→ Exercise description
Copy every line of the data below word for word, leaving out the pictures.
⁂
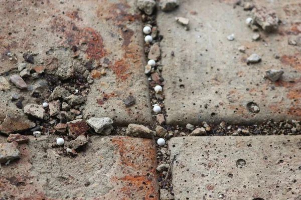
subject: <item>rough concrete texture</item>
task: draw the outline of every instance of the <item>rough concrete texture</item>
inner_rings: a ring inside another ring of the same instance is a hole
[[[37,103],[35,100],[40,104],[42,100],[28,96],[35,82],[51,80],[46,74],[64,80],[72,74],[82,76],[86,70],[104,70],[105,76],[94,77],[84,116],[109,116],[116,124],[150,122],[142,25],[135,2],[9,0],[2,4],[0,74],[8,80],[19,74],[18,64],[28,59],[25,53],[33,57],[27,60],[27,68],[44,72],[38,80],[25,80],[29,92],[20,91],[10,82],[13,90],[0,94],[0,100],[16,108],[15,103],[7,102],[17,91],[24,95],[24,104]],[[53,88],[45,86],[42,91],[49,94],[50,89]],[[126,108],[122,100],[130,94],[135,104]]]
[[[19,160],[2,166],[1,199],[159,199],[154,140],[91,136],[71,158],[50,147],[55,137],[30,139]]]
[[[233,8],[236,2],[186,0],[172,12],[159,12],[168,124],[300,119],[301,26],[296,20],[299,2],[252,1],[275,10],[282,22],[275,32],[260,30],[258,41],[252,40],[256,32],[245,24],[249,12],[240,6]],[[189,31],[177,22],[176,16],[189,19]],[[235,40],[229,41],[227,36],[232,34]],[[299,44],[288,45],[288,40]],[[238,50],[242,45],[245,54]],[[247,65],[246,58],[252,54],[261,62]],[[284,72],[277,82],[264,78],[265,71],[271,68]],[[252,102],[259,112],[249,111]]]
[[[300,146],[301,136],[173,138],[175,199],[299,200]]]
⁂
→ Task result
subject: <item>rough concrete texture</item>
task: draw the outline of every instance of the <item>rough concrete texture</item>
inner_rings: a ring inside another ring of the same instance is a hole
[[[37,103],[35,100],[40,104],[42,100],[28,96],[35,82],[51,80],[46,74],[64,80],[72,74],[82,76],[86,70],[104,70],[105,76],[94,77],[84,116],[109,116],[116,124],[150,122],[142,25],[135,2],[9,0],[2,4],[0,74],[8,80],[19,74],[18,64],[28,59],[25,53],[33,57],[27,60],[27,68],[44,72],[38,80],[25,80],[29,92],[20,91],[10,82],[13,90],[0,94],[0,100],[16,108],[15,103],[7,102],[17,91],[24,95],[24,104]],[[53,88],[45,86],[42,91],[49,94],[50,89]],[[126,108],[122,100],[130,94],[135,104]]]
[[[19,160],[2,166],[1,199],[159,199],[154,140],[91,136],[71,158],[50,147],[55,137],[30,139]]]
[[[233,8],[236,2],[186,0],[172,12],[159,12],[168,124],[300,119],[301,26],[296,20],[299,2],[252,1],[275,10],[282,22],[275,32],[260,30],[258,41],[252,40],[256,32],[245,24],[249,12],[240,6]],[[189,31],[177,22],[176,16],[189,19]],[[235,40],[229,41],[227,36],[232,34]],[[299,44],[288,45],[288,40]],[[238,50],[242,45],[245,54]],[[247,65],[246,58],[252,54],[261,62]],[[284,72],[277,82],[264,78],[265,71],[271,68]],[[252,102],[259,112],[249,111]]]
[[[300,146],[301,136],[173,138],[175,199],[299,200]]]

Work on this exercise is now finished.